■ YOUR TASK: Quote the whole listing exactly. Leave the pictures out of your copy.

○ ○ ○ ○ ○

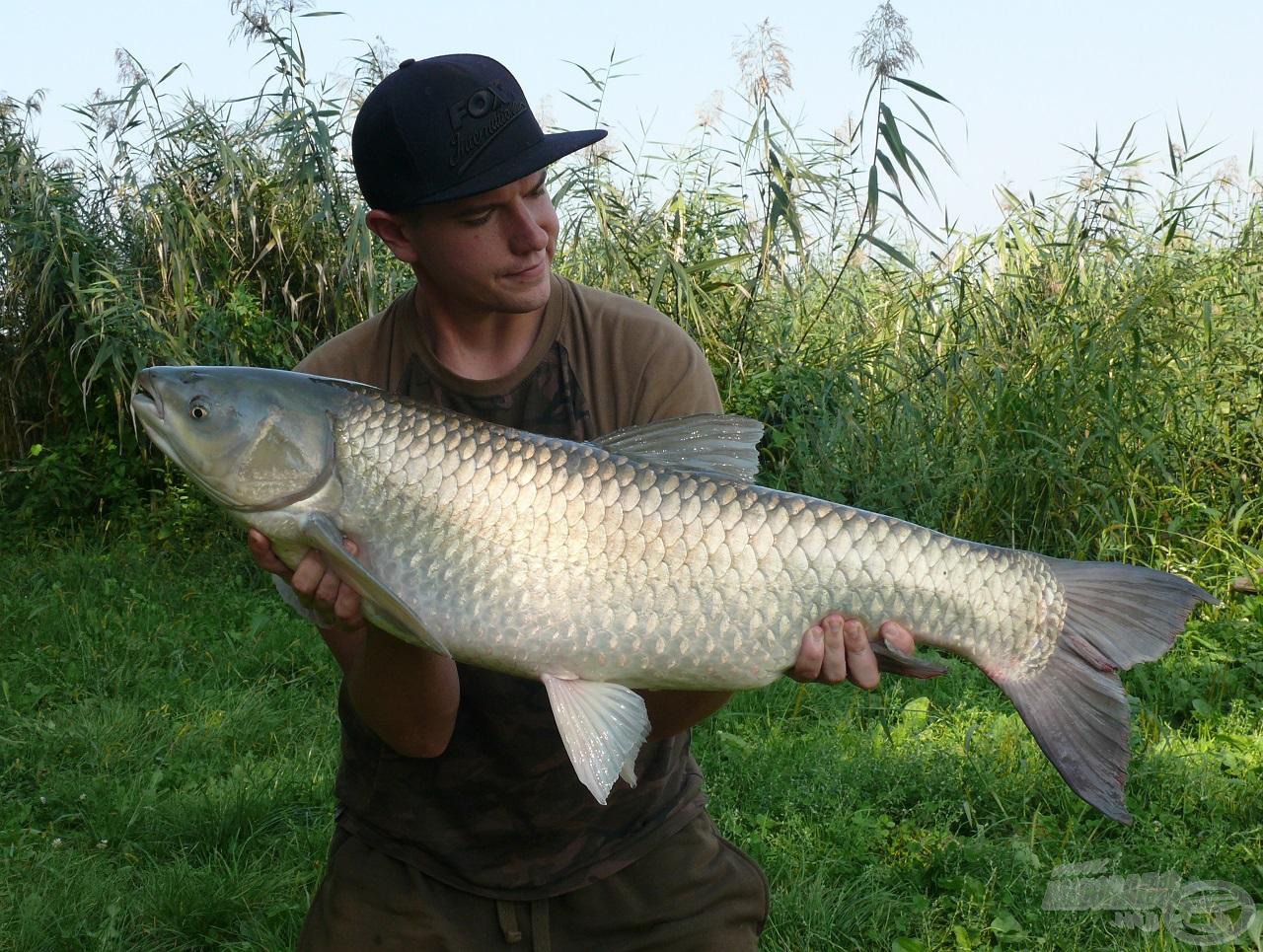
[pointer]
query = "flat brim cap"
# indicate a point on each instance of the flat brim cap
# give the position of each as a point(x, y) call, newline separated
point(449, 127)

○ ○ ○ ○ ○

■ RESULT:
[pointer]
query = "flat brim cap"
# indicate a point on each instance of the flat brim cap
# give the position of each as a point(x, y) call, newline separated
point(449, 127)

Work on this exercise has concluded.